* [WHAT IS BEING ASKED] Please add 129 to every coordinate in the answers and write out the stretch from the start of the entries below through the line containing "<point>187,188</point>", both ends included, with the requests kept in place.

═══ SUPPLIED MATERIAL

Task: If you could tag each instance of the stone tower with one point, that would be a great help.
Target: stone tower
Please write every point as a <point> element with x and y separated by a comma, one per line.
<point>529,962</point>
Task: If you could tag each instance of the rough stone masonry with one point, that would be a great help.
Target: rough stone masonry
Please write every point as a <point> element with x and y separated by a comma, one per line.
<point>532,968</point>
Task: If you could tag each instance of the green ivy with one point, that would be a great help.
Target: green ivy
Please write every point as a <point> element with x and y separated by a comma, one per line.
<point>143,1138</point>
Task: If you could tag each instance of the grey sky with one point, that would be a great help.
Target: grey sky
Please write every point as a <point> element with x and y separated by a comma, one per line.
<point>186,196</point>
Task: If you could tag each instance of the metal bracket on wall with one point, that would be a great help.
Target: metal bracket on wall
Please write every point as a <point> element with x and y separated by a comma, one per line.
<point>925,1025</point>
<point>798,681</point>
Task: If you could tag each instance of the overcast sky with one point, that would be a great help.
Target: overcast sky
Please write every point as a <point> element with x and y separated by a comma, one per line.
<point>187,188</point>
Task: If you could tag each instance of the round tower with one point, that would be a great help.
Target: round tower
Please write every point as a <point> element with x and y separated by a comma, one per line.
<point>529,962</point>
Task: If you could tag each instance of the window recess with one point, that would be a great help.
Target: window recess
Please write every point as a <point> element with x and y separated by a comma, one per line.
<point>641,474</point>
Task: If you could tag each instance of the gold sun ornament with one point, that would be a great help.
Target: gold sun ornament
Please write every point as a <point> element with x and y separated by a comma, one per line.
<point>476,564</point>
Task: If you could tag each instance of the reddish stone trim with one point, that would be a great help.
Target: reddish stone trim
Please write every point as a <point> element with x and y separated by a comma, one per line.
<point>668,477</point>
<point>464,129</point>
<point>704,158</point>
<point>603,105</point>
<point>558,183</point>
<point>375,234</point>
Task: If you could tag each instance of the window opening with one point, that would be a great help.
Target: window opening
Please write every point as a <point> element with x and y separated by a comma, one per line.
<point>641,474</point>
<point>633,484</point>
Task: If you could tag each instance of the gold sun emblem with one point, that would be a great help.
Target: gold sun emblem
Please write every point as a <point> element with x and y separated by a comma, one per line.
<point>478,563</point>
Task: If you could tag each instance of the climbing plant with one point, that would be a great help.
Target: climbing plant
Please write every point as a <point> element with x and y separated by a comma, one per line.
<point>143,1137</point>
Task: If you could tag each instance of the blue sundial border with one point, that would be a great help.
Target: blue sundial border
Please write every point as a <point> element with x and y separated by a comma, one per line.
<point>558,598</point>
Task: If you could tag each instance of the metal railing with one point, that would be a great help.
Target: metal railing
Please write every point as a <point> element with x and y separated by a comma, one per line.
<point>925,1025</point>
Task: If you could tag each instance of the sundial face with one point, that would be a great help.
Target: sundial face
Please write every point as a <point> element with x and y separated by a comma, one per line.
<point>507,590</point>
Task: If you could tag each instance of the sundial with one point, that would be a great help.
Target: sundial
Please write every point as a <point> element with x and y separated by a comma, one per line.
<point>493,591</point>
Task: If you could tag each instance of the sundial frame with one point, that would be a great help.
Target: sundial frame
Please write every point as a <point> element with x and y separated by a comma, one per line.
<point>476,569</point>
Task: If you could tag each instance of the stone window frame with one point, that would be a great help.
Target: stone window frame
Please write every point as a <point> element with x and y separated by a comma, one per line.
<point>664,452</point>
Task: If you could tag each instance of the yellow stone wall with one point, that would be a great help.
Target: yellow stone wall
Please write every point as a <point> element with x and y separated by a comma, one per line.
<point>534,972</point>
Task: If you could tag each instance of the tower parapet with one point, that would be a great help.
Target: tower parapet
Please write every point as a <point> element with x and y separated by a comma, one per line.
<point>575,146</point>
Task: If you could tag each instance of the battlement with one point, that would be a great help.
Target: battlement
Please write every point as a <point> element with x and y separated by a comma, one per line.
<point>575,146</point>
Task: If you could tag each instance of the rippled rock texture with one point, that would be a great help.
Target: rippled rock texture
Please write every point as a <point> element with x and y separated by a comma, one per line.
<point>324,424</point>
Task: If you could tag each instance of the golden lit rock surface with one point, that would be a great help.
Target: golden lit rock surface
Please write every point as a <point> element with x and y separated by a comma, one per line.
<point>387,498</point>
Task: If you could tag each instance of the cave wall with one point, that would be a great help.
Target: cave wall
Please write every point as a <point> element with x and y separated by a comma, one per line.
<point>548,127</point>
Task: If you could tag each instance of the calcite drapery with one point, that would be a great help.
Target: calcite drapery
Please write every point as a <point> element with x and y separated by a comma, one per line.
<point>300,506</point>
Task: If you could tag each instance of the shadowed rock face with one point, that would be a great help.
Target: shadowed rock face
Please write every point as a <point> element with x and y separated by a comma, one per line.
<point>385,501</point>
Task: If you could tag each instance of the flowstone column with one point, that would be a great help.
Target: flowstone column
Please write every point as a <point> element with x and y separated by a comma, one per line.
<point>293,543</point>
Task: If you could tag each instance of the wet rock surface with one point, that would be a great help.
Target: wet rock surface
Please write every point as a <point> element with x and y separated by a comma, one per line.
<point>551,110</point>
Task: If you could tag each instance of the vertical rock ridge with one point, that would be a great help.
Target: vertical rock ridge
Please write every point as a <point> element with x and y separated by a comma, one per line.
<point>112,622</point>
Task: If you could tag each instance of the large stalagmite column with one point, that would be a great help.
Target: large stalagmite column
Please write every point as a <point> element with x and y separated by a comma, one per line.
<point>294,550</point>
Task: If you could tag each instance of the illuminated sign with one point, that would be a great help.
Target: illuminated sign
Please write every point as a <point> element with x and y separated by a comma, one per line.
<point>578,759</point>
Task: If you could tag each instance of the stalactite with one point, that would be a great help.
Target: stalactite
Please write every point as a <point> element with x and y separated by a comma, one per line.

══════

* [ANSWER TO THE EXERCISE]
Task: If you could tag each instance of the stone tower with one point, that would be a great help.
Target: stone tower
Please write every point as a <point> element with x and y separated by a comma, one per line.
<point>658,1091</point>
Task: If you could tag each instance of the rough stone masonry with one point, that would be a great help.
Target: rough stone masonry
Please write every point as a <point> element with x and y separated by a comma, one per line.
<point>661,1097</point>
Task: If you could tag each instance of the green ivy with one point, that would be a great help.
Target: green ivy
Please write every point as a <point> element with x and y separated by a comma, one per line.
<point>272,1267</point>
Task: If you could tag each instance of the grey sky with one point, that would be a great help.
Target: grey sky
Please write every point as a <point> element with x and y separated by a comma, one per line.
<point>315,325</point>
Task: If you could tag each instance of the metal bracket on wall with one point, that would be a great help.
Target: metal bracket on wall
Please write every point as a <point> element with x and y separated by a comma, one per line.
<point>1054,1154</point>
<point>927,810</point>
Task: If you could tag each instance of the overcast sky with one point, that would be a great help.
Target: overcast sky
Please write every point as a <point> element with x and y separated by a comma, one per line.
<point>316,317</point>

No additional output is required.